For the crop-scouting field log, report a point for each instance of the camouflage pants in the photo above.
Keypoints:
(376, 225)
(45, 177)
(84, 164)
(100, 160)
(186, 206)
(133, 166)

══════════

# Work request
Output the whole listing exactly, leaving nothing out.

# Task result
For the crop-scouting field log, report a point for each instance of the camouflage pants in the photo above.
Keypoints:
(376, 225)
(45, 177)
(84, 164)
(100, 160)
(186, 206)
(133, 166)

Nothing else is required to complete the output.